**Passage provided**

I imagine this is a fairly popular problem to have, but I can't seem to find the right terminology, so I apologize in advance.

I am currently creating rather simple shapes, mostly by combining simple meshes, using the boolean modifier. However, this leaves artifacts which lead to all kinds of unwanted behavior.

The simplest way to recreate what I mean is to boolean -> union two cubes of the same size:


The upper mesh in the picture is the union with all its weird artifacts, the lower mesh is what I'd like to get to. I tried mesh -> clean up in edit mode, but apart from removing loose vertices, it doesn't really help much. Also, just deleting them in edit mode leads to all kinds of weird behavior.

I also tried the remesh modifier, which works on the example above and feels like it's the right answer, but it just doesn't work at all on my actual project (which I don't want to share here). Can this be due to the fact that all kinds of already applied modifiers still interact with each other?

A somewhat adjacent problem I faced are vertices which lie on the inside of a mesh.

Is there a simple way to solve this? Ideal for my use would be a tool/modifier which essentially retraces the surface of a mesh and removes any unneeded vertices, such as vertices that are on a flat surface, or that are creating weird loops and such.

I hope that makes somewhat sense.

Thanks in advance and regards,


  • $\begingroup$ I'm not sure there's any magic trick to clean your mesh except merging and deleting the unwanted vertices, faces and edges. Boolean can be very useful sometimes but when it's easier to work with some simple move, extrude, why bother? Also, Boolean doesn't work good when faces are overlapping, which is the case here... $\endgroup$
    – moonboots
    Oct 7, 2019 at 7:48
  • $\begingroup$ I tried deleting unwanted vertices and so on, but it left me with very unexpected holes in the mesh. Yes, I assume that some of the modifiers I used interacted in ways I didn't predict and that weren't visible until now. $\endgroup$
    – tkk_tkk
    Oct 7, 2019 at 10:26
  • $\begingroup$ What you are looking for is called "automatic retopology", and isn't included in blender by default. However, there are some addons that attempt to do this for you, which you could try. $\endgroup$
    – person132
    Oct 7, 2019 at 14:39

1 Answer 1


Generally I would advise not worrying about topology when you model. Clean topology can be essential and a mark of good modeling skills but its much better to model first and retopologise later.

**Data to use**

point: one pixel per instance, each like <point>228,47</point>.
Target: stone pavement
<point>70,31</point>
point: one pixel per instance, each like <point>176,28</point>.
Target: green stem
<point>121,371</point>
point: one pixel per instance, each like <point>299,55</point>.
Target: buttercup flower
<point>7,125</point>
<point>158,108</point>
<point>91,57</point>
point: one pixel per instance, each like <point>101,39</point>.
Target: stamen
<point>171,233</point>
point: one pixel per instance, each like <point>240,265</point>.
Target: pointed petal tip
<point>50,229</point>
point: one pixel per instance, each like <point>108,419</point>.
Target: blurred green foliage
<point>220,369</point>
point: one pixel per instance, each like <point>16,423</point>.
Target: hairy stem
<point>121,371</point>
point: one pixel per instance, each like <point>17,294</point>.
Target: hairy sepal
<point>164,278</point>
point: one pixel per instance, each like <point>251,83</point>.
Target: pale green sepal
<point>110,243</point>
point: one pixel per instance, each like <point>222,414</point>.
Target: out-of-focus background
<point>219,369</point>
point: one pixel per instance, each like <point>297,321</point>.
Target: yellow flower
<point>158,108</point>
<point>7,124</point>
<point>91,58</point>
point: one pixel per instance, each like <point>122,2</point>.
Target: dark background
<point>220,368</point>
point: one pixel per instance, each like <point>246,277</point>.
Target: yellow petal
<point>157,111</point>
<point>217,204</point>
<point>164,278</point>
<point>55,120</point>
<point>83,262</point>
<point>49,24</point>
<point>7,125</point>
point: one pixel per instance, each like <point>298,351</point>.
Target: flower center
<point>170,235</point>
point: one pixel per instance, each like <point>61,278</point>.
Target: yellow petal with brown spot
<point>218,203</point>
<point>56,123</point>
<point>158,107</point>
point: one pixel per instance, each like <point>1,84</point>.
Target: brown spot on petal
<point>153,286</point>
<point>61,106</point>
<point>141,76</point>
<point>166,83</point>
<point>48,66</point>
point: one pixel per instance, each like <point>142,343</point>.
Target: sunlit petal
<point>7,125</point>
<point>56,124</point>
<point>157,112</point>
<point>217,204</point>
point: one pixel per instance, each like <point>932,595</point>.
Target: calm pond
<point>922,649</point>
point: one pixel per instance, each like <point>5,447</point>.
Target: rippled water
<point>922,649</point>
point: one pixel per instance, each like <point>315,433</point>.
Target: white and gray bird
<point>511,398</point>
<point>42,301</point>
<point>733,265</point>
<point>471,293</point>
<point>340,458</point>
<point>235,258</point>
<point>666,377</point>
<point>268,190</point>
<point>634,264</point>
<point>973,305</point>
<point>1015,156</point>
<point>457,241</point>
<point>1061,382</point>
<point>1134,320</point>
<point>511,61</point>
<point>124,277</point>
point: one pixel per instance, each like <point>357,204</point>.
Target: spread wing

**Problem set**
• a. Reproduce the Blender mesh cleanup post from "Generally I would" to "and retopologise later.".
• b. Please rewrite the rows from the line with "point: one pixel per instance, each like <point>298,351</point>." to the line with "<point>124,277</point>", both included, as a numbered list with blank lines left out.

**Responses per task**
• a.
Generally I would advise not worrying about topology when you model. Clean topology can be essential and a mark of good modeling skills but its much better to model first and retopologise later.

• b.
1. point: one pixel per instance, each like <point>298,351</point>.
2. Target: flower center
3. <point>170,235</point>
4. point: one pixel per instance, each like <point>61,278</point>.
5. Target: yellow petal with brown spot
6. <point>218,203</point>
7. <point>56,123</point>
8. <point>158,107</point>
9. point: one pixel per instance, each like <point>1,84</point>.
10. Target: brown spot on petal
11. <point>153,286</point>
12. <point>61,106</point>
13. <point>141,76</point>
14. <point>166,83</point>
15. <point>48,66</point>
16. point: one pixel per instance, each like <point>142,343</point>.
17. Target: sunlit petal
18. <point>7,125</point>
19. <point>56,124</point>
20. <point>157,112</point>
21. <point>217,204</point>
22. point: one pixel per instance, each like <point>932,595</point>.
23. Target: calm pond
24. <point>922,649</point>
25. point: one pixel per instance, each like <point>5,447</point>.
26. Target: rippled water
27. <point>922,649</point>
28. point: one pixel per instance, each like <point>315,433</point>.
29. Target: white and gray bird
30. <point>511,398</point>
31. <point>42,301</point>
32. <point>733,265</point>
33. <point>471,293</point>
34. <point>340,458</point>
35. <point>235,258</point>
36. <point>666,377</point>
37. <point>268,190</point>
38. <point>634,264</point>
39. <point>973,305</point>
40. <point>1015,156</point>
41. <point>457,241</point>
42. <point>1061,382</point>
43. <point>1134,320</point>
44. <point>511,61</point>
45. <point>124,277</point>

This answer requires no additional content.